____ Exercise material

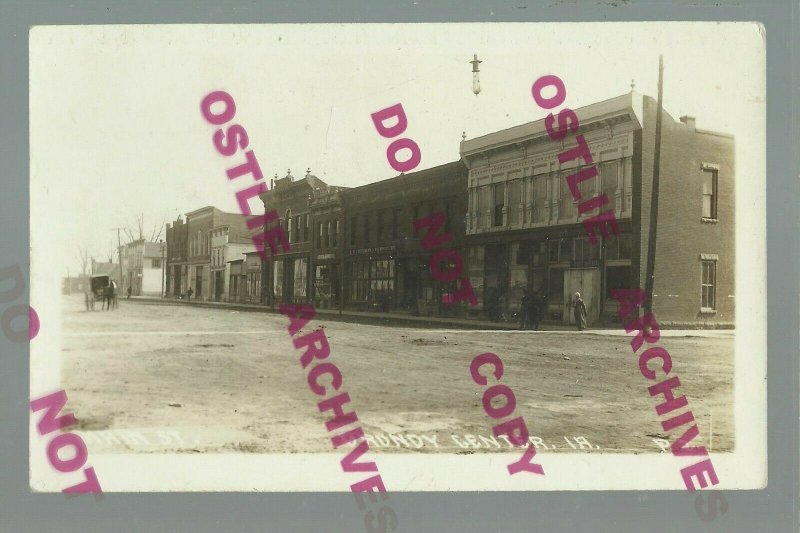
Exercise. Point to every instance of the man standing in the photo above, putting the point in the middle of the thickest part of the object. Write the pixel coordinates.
(580, 312)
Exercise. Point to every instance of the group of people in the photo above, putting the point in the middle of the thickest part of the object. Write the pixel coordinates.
(534, 305)
(532, 309)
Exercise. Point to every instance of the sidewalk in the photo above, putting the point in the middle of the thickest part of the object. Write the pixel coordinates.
(406, 320)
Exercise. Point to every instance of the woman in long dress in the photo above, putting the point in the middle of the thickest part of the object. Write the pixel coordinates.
(580, 312)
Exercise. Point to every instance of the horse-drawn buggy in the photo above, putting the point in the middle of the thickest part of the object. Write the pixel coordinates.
(103, 288)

________

▶ _Objective_:
Can you convert all of the data above into a JSON list of strings, one string per line, with blank lines and the picture left out?

▶ _Task result_:
[
  "Exercise. Point to every instance of the man standing in the photo above, putting the point in the middle of the thickest part of the object. Write the pixel coordinates.",
  "(580, 312)",
  "Exercise. Point to every instance of the group of people in the photo above, putting the point in the middle of the thickest part of the object. Write the pixel coordinates.",
  "(534, 305)",
  "(532, 309)",
  "Exercise. Point to every instance of the sidewalk in the photo above, putting the point in the middle of the thickest part of the object. Write the pixel coordinates.",
  "(406, 320)",
  "Exercise. Point to every instance of the woman in long dress in the photo above, putting the point in the middle of the thickest part of the object. Write the pixel coordinates.",
  "(580, 312)",
  "Exercise. Point to every instance of the horse-drawn buggy in the photo above, putting the point in the middle of the thickest part of the object. Write the pixel coordinates.",
  "(103, 288)"
]